┌────────

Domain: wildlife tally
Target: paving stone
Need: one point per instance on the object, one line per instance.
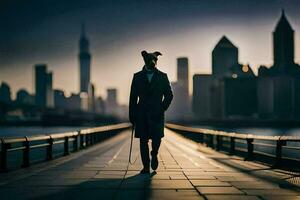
(200, 177)
(170, 184)
(209, 183)
(254, 185)
(271, 192)
(280, 197)
(231, 197)
(219, 190)
(173, 194)
(181, 176)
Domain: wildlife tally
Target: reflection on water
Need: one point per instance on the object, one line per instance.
(35, 130)
(258, 130)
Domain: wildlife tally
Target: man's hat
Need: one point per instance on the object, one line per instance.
(147, 55)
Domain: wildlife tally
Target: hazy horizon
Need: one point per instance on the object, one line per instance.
(120, 30)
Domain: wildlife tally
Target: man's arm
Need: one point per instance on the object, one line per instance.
(133, 101)
(168, 94)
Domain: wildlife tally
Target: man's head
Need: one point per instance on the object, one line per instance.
(150, 59)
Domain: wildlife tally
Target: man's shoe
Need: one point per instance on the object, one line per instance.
(154, 162)
(145, 171)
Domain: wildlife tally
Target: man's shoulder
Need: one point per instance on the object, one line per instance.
(161, 73)
(139, 73)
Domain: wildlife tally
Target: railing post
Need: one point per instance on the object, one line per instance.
(250, 148)
(201, 140)
(49, 151)
(26, 153)
(66, 146)
(232, 145)
(81, 142)
(279, 145)
(4, 148)
(219, 142)
(87, 140)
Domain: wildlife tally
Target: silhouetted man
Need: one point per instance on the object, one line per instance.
(150, 96)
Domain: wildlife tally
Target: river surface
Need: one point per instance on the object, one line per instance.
(35, 130)
(258, 130)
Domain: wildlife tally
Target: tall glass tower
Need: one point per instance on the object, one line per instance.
(84, 61)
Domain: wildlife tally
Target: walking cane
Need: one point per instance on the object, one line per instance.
(131, 141)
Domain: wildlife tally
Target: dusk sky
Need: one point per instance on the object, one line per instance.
(48, 31)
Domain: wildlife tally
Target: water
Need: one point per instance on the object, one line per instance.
(269, 131)
(34, 130)
(14, 158)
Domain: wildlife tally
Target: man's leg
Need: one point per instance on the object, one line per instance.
(155, 147)
(144, 149)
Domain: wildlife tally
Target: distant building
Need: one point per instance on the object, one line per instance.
(180, 108)
(5, 94)
(43, 86)
(84, 61)
(202, 98)
(73, 102)
(224, 57)
(111, 103)
(23, 97)
(231, 89)
(60, 99)
(91, 98)
(100, 105)
(278, 87)
(84, 101)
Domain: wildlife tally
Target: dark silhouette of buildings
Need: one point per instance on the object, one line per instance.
(84, 61)
(180, 109)
(60, 100)
(233, 91)
(283, 40)
(5, 94)
(43, 86)
(91, 98)
(224, 57)
(24, 98)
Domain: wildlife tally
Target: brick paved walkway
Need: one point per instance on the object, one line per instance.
(186, 171)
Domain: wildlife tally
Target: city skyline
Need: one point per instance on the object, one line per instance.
(198, 55)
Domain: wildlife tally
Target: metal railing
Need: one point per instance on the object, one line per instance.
(228, 141)
(78, 140)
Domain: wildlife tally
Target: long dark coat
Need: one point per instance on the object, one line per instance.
(148, 103)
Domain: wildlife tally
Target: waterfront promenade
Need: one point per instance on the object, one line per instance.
(186, 171)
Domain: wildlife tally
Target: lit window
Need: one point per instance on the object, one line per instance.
(245, 68)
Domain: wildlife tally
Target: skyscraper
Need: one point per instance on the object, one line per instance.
(43, 86)
(91, 98)
(180, 108)
(224, 57)
(84, 61)
(5, 94)
(111, 106)
(283, 41)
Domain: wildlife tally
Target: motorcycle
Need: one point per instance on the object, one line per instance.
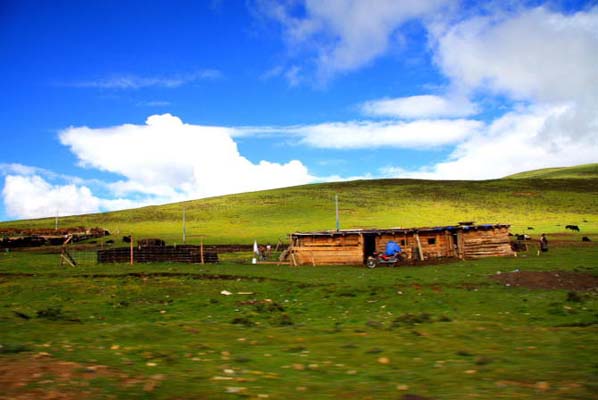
(382, 259)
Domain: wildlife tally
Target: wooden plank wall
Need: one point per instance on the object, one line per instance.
(487, 243)
(348, 249)
(328, 250)
(439, 246)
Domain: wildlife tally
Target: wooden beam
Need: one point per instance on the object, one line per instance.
(420, 252)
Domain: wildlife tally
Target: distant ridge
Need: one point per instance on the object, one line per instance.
(545, 200)
(584, 171)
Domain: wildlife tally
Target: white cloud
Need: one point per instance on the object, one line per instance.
(544, 58)
(425, 106)
(173, 160)
(33, 197)
(344, 34)
(132, 81)
(534, 55)
(513, 143)
(397, 134)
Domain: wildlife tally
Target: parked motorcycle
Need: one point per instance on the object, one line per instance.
(382, 259)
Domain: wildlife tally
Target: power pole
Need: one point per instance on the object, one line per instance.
(184, 226)
(338, 223)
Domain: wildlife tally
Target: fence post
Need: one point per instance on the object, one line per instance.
(132, 258)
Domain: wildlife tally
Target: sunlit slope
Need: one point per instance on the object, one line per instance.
(586, 171)
(547, 205)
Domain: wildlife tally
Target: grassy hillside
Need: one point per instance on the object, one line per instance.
(547, 205)
(578, 172)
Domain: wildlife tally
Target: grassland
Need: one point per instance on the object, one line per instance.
(166, 331)
(542, 200)
(584, 171)
(237, 330)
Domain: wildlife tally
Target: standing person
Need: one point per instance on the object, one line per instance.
(268, 250)
(543, 244)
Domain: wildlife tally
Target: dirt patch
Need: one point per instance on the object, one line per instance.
(40, 376)
(549, 280)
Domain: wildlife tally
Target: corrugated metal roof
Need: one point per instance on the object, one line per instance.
(381, 231)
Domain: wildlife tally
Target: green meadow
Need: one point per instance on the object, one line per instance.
(545, 201)
(235, 330)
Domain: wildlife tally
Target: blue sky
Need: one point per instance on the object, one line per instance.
(117, 104)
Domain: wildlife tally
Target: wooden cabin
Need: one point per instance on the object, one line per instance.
(354, 246)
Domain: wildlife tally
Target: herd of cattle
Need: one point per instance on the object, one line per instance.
(16, 238)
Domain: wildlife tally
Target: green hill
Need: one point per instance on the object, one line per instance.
(546, 204)
(578, 172)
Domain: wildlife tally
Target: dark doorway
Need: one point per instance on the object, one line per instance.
(455, 237)
(369, 245)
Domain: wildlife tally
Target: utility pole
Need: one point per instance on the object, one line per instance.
(184, 226)
(338, 223)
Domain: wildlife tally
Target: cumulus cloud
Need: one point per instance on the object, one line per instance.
(511, 144)
(168, 158)
(397, 134)
(345, 35)
(33, 197)
(545, 59)
(424, 106)
(535, 54)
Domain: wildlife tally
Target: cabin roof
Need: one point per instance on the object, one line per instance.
(399, 230)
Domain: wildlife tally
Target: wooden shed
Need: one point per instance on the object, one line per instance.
(354, 246)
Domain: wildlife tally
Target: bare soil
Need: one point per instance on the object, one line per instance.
(567, 280)
(40, 376)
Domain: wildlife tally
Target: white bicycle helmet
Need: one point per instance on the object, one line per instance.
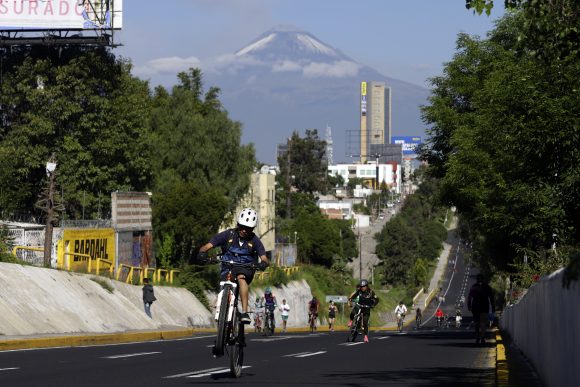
(248, 217)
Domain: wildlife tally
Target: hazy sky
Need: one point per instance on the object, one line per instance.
(404, 39)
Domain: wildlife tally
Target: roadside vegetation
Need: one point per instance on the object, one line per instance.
(503, 121)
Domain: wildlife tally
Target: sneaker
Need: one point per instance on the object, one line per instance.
(245, 318)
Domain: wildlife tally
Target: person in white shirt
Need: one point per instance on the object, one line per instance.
(285, 310)
(400, 311)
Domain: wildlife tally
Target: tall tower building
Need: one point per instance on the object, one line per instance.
(375, 117)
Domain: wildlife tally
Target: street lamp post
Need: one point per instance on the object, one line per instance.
(359, 252)
(49, 208)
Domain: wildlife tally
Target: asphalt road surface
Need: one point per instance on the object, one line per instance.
(424, 357)
(415, 357)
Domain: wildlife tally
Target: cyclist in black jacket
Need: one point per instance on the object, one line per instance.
(363, 295)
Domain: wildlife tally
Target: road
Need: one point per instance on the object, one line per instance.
(414, 357)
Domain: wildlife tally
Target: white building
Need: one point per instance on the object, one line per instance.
(261, 197)
(389, 173)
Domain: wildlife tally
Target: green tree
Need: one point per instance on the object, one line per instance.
(504, 137)
(82, 105)
(201, 169)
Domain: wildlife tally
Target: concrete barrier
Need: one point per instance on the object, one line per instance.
(39, 301)
(545, 327)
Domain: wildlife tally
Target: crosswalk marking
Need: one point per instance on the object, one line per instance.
(311, 354)
(193, 373)
(130, 355)
(218, 371)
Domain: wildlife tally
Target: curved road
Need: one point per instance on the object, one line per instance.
(415, 357)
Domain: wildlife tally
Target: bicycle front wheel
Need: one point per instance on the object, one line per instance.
(354, 329)
(222, 321)
(236, 344)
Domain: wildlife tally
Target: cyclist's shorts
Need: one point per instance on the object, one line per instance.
(247, 272)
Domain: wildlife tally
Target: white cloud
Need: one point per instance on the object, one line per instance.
(337, 69)
(422, 67)
(169, 65)
(285, 66)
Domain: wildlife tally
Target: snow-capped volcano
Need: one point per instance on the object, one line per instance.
(285, 42)
(287, 79)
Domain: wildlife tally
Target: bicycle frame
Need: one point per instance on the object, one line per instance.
(233, 297)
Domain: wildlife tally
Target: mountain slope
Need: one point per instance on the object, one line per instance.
(288, 80)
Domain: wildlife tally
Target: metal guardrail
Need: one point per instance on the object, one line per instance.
(32, 258)
(418, 295)
(101, 264)
(288, 270)
(430, 297)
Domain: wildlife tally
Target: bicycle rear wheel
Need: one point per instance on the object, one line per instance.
(222, 322)
(236, 344)
(354, 329)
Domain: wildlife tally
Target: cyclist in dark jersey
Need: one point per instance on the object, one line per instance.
(363, 295)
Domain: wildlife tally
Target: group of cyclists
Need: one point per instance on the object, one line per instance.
(243, 246)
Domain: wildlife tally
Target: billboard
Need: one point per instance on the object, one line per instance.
(61, 14)
(409, 143)
(363, 98)
(97, 243)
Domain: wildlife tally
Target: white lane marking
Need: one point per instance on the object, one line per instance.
(295, 354)
(312, 354)
(130, 355)
(272, 339)
(193, 373)
(107, 345)
(219, 371)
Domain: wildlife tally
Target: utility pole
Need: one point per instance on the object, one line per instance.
(359, 252)
(47, 204)
(288, 199)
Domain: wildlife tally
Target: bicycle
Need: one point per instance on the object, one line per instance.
(230, 329)
(257, 322)
(418, 321)
(400, 320)
(312, 322)
(357, 322)
(269, 322)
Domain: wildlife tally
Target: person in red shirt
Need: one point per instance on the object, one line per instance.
(439, 315)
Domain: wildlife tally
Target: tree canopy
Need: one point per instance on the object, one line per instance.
(504, 137)
(83, 106)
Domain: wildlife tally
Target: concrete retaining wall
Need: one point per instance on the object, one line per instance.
(545, 326)
(36, 301)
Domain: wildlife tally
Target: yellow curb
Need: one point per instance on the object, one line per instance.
(129, 337)
(501, 366)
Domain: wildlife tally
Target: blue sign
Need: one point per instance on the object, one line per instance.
(409, 143)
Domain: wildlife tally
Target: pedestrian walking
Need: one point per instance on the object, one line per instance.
(148, 296)
(479, 303)
(331, 316)
(285, 311)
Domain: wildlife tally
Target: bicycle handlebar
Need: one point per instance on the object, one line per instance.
(230, 263)
(361, 305)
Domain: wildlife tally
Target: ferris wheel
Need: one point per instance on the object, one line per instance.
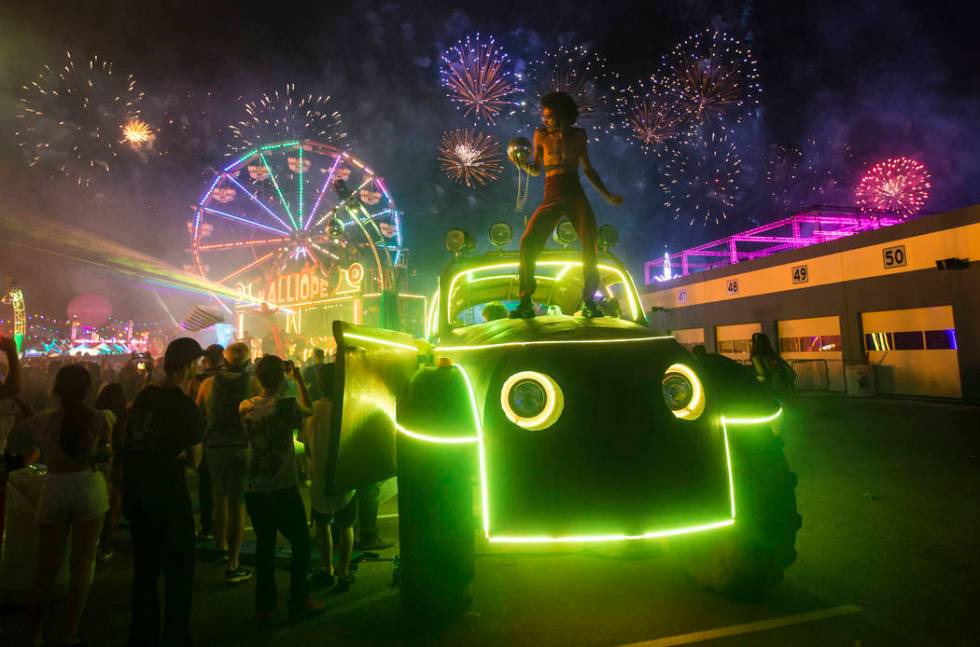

└────────

Exactly reproduce the run of lines from the start of the listing through the line with "Target: hazy horizon", inclusive; pictures are not copied.

#### Output below
Domain: wildlife tally
Target: paving stone
Need: one point per instance on the object, one line per instance.
(200, 177)
(170, 184)
(209, 183)
(254, 185)
(271, 192)
(280, 197)
(231, 197)
(219, 190)
(173, 194)
(181, 176)
Domain: wildlife tally
Target: reflection on water
Need: one point per instance on the object, one line per instance.
(35, 130)
(258, 130)
Domain: wildlife tally
Target: man's hat
Need: one point per instance on the object, one line per instance.
(147, 55)
Domain: wildlife tally
Target: hazy horizon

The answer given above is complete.